(Extracted text begins)

What will the S&P 500 bring next week? That is the subject of discussion in our next premium analysis due out late Sunday!

The coronavirus pandemic is wreaking havoc on the global economy. Governments are closing malls, restaurants and literally all kinds of social gathering places, and even putting entire cities on lockdown. In the meantime, stock market indices are in free fall. The S&P 500 is down 28.7% YTD and the Dow Jones Industrials lost 35.2% since mid-February.

In this respect, the fact that the Dow Jones Transportation Average plunged as well is not surprising. What is interesting, though, is that this less followed index sent a warning as early as the summer of 2019. The world was yet to hear about COVID-19 and the economy was running at full throttle.

However, instead of letting complacency settle in, we were looking for early signs that the decade-old bull market was ending. On July 8th, 2019, we found one such sign on the weekly chart of the Dow Jones Transports shown below.

Dow Jones Transportation Average bearish Elliott Wave chart

The chart revealed that the uptrend since the bottom of the Financial crisis in March 2009 formed a complete five-wave impulse. Labeled I-II-III-IV-V, this pattern meant a three-wave correction should follow. The drop to 8637 in December 2018 was too shallow to be all of it.

Instead, we thought a larger corrective pattern was in progress.
Corrections usually erase the entire fifth wave. A W-X-Y double zigzag made sense. “Wave Y down towards ~7000, possibly accompanied by a recession” was “the missing piece of the puzzle.

Dow Jones Transports to Start Recovering amid Coronavirus Recession

Eight months later now, a recession is practically guaranteed. Economists at Goldman Sachs predict a brutal 24% GDP contraction in Q2. The Dow Jones Transports, in the meantime, fell below 6500 at one point last week. Take a look:

Dow Jones Transports plunges under 6500 as coronavirus recession looms

The selloff was much faster than expected. The correction looks more like a regular A-B-C flat correction now, but that doesn’t change much. It took wave C just three months to erase all of wave V’s gains. Nevertheless, amid all the doom and gloom, there is a silver lining.

(Extracted text ends)
(Entries provided begins)

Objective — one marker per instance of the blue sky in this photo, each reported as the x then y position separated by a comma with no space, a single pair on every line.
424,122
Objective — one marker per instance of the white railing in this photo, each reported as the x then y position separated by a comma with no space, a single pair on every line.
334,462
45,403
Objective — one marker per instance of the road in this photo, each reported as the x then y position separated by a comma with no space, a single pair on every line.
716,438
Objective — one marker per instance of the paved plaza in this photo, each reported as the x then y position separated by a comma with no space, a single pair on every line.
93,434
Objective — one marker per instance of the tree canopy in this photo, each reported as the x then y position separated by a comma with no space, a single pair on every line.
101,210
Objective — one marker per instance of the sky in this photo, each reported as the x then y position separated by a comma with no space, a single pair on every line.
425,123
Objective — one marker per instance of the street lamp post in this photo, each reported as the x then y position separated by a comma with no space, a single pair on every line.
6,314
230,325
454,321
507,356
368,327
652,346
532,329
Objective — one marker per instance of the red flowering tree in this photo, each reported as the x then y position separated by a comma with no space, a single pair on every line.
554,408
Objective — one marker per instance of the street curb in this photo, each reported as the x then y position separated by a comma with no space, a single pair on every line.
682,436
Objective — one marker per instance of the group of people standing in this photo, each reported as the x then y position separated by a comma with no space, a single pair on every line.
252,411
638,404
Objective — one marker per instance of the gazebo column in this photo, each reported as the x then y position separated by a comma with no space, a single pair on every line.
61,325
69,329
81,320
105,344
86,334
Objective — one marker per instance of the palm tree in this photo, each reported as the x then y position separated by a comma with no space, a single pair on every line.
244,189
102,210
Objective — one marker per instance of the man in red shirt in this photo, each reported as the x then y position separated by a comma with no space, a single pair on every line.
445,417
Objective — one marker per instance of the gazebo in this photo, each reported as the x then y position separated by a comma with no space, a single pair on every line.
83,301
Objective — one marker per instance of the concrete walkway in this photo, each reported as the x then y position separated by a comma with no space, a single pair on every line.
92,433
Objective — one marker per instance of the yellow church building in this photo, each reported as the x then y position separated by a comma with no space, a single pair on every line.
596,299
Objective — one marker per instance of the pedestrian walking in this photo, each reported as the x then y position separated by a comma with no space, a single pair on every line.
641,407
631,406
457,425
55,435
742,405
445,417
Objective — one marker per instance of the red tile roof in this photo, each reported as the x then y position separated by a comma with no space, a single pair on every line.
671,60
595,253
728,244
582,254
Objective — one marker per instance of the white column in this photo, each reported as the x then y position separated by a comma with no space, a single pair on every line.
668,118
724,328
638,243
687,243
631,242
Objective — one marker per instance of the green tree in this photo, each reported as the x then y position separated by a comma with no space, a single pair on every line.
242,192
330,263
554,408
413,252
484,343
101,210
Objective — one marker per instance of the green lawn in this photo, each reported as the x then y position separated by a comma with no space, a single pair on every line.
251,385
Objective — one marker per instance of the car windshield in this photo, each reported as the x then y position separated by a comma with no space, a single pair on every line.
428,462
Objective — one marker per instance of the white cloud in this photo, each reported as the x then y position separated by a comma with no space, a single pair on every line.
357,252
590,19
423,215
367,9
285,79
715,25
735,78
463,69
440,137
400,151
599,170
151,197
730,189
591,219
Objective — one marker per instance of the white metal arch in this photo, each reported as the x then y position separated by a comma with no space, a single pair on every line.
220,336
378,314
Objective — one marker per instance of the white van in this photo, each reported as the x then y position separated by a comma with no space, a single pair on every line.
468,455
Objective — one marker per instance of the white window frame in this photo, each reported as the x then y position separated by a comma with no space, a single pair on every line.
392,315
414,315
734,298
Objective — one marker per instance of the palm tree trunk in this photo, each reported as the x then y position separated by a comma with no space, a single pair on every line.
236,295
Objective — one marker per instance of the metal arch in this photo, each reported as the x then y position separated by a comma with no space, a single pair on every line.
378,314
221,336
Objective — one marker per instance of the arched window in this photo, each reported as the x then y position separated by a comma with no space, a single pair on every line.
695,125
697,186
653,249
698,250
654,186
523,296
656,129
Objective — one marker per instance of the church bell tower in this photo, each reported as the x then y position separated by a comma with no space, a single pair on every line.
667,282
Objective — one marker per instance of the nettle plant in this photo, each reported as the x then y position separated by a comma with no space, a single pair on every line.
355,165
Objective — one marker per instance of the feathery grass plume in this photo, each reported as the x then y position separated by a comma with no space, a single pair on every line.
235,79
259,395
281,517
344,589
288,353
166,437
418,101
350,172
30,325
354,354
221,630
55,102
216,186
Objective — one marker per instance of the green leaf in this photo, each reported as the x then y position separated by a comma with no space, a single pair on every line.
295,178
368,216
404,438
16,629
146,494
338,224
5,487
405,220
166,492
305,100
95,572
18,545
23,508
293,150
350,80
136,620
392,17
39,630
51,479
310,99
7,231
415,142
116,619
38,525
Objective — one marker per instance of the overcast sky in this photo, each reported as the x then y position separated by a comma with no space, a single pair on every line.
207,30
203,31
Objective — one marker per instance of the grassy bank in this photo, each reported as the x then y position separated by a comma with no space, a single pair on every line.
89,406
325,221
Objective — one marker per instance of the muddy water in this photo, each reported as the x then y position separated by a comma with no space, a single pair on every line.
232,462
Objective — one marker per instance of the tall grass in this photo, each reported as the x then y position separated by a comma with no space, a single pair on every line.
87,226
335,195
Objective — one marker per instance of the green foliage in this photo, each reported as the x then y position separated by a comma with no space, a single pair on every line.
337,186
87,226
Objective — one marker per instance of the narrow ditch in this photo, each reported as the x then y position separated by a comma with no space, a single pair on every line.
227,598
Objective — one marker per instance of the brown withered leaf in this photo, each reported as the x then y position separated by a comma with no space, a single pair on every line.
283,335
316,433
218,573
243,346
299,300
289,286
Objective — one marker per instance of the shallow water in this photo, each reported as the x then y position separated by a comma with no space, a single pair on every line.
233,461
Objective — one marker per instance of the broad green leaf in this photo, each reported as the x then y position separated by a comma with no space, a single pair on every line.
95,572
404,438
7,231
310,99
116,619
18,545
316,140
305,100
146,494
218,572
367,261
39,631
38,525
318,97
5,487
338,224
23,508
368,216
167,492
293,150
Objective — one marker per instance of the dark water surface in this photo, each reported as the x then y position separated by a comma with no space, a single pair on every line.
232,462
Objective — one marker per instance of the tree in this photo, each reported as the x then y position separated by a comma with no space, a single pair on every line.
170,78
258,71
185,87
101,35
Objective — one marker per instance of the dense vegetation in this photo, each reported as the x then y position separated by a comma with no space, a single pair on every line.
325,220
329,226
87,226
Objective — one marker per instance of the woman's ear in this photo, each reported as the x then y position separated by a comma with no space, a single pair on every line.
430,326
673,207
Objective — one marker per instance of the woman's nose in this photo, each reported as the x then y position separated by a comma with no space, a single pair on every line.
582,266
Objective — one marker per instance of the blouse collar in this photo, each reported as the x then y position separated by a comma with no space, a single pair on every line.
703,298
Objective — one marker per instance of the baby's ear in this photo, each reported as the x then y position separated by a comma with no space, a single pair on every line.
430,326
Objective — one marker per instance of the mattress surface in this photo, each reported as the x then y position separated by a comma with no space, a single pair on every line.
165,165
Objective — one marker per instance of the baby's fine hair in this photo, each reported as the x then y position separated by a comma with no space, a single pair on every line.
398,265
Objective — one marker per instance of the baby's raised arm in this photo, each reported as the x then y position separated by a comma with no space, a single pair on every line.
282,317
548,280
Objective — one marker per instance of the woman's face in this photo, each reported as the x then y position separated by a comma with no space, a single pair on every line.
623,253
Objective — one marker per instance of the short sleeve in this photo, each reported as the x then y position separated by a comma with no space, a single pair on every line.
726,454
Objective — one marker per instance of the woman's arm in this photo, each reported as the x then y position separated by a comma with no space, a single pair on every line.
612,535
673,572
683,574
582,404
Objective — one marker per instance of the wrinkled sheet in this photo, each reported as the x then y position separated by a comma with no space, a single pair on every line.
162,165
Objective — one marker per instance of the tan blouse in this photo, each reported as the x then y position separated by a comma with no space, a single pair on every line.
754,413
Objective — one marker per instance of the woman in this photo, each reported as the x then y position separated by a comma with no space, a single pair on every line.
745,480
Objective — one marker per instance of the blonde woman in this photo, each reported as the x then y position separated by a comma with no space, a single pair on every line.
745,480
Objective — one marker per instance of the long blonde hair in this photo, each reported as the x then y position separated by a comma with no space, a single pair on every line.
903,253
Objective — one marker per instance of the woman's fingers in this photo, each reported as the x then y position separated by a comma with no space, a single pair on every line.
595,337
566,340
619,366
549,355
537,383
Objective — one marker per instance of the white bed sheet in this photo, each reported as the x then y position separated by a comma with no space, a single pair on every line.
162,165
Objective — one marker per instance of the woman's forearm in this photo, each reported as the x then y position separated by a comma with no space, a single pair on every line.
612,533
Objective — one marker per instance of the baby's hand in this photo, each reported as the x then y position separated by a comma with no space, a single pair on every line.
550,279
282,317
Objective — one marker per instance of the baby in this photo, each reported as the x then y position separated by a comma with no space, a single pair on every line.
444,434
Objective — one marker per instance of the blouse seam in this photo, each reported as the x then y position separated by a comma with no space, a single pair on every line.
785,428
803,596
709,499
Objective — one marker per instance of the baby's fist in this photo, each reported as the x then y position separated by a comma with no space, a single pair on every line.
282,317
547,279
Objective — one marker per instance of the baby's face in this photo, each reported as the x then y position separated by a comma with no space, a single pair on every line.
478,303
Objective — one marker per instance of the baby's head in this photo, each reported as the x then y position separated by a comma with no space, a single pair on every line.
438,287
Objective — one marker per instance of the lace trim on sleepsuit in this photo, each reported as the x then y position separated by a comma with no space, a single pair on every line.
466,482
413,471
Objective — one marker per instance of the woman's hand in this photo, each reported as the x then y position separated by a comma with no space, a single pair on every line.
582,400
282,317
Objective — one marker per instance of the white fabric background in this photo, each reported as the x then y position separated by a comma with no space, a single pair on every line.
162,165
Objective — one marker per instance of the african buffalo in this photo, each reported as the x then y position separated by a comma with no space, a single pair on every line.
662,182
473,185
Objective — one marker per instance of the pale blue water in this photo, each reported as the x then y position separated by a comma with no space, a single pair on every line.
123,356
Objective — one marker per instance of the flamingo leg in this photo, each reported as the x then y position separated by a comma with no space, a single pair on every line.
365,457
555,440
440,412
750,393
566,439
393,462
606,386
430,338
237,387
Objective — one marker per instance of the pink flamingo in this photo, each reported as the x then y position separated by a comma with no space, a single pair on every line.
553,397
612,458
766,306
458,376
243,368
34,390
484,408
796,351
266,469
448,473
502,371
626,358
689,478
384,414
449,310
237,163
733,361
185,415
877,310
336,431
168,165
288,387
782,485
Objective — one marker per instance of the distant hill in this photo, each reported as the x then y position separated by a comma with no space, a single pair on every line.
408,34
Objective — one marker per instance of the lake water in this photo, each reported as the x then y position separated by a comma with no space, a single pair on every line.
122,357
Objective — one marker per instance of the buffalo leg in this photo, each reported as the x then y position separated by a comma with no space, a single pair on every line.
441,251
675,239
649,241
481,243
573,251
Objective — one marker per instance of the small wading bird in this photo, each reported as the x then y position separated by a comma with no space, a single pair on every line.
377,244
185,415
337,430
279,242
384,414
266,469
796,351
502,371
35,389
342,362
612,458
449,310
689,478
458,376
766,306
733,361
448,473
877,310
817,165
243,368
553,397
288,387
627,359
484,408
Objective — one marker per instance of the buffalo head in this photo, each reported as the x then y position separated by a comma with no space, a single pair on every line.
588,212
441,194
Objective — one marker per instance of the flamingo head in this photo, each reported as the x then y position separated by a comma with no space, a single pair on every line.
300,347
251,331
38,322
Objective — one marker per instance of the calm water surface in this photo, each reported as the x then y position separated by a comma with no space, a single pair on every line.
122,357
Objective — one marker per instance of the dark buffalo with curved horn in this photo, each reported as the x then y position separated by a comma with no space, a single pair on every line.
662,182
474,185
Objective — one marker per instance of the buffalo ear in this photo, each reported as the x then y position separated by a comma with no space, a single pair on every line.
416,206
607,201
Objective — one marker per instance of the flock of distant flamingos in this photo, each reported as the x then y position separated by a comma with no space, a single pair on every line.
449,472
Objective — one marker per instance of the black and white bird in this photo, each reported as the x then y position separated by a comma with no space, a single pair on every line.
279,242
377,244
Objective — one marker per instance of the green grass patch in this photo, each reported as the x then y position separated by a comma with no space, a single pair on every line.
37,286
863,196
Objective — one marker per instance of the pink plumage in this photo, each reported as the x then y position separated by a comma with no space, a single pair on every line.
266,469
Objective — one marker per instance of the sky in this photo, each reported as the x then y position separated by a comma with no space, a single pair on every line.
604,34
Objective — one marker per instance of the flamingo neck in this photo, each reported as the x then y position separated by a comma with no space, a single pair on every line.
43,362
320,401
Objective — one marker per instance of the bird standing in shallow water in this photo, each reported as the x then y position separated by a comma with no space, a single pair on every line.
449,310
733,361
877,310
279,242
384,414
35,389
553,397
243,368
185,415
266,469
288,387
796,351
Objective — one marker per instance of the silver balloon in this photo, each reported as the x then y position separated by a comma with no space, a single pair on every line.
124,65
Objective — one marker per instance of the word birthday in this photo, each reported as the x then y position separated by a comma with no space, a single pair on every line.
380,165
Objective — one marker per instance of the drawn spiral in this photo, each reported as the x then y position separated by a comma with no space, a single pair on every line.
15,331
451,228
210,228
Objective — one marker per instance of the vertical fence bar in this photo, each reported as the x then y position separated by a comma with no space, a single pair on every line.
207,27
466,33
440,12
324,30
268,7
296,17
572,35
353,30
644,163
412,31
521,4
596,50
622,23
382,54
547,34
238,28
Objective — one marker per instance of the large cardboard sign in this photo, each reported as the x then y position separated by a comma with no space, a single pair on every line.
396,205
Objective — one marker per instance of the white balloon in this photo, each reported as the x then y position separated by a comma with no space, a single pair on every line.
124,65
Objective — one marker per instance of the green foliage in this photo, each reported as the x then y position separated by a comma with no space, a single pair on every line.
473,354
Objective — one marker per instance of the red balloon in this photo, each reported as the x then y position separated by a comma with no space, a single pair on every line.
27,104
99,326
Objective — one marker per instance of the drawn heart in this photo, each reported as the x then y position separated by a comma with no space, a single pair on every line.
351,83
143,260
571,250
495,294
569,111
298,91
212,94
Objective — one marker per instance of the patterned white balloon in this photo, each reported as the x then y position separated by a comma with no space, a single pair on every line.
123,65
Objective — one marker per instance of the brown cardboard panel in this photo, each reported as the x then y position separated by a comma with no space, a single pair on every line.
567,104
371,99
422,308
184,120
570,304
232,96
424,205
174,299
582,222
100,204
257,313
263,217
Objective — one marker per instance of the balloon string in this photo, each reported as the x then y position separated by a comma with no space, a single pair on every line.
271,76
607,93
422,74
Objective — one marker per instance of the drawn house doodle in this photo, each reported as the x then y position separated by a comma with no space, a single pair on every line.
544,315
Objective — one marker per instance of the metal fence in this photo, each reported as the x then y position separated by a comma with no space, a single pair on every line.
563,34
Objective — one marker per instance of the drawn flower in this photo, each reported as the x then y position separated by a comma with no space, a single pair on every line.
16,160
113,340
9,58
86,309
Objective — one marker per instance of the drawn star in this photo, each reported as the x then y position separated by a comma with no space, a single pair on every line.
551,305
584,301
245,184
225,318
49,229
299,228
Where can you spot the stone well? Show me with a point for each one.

(Entries provided ends)

* What you need to do:
List every percentage figure given in the market commentary on the Dow Jones Transportation Average.

* Solution to the problem:
28.7%, 35.2%, 24%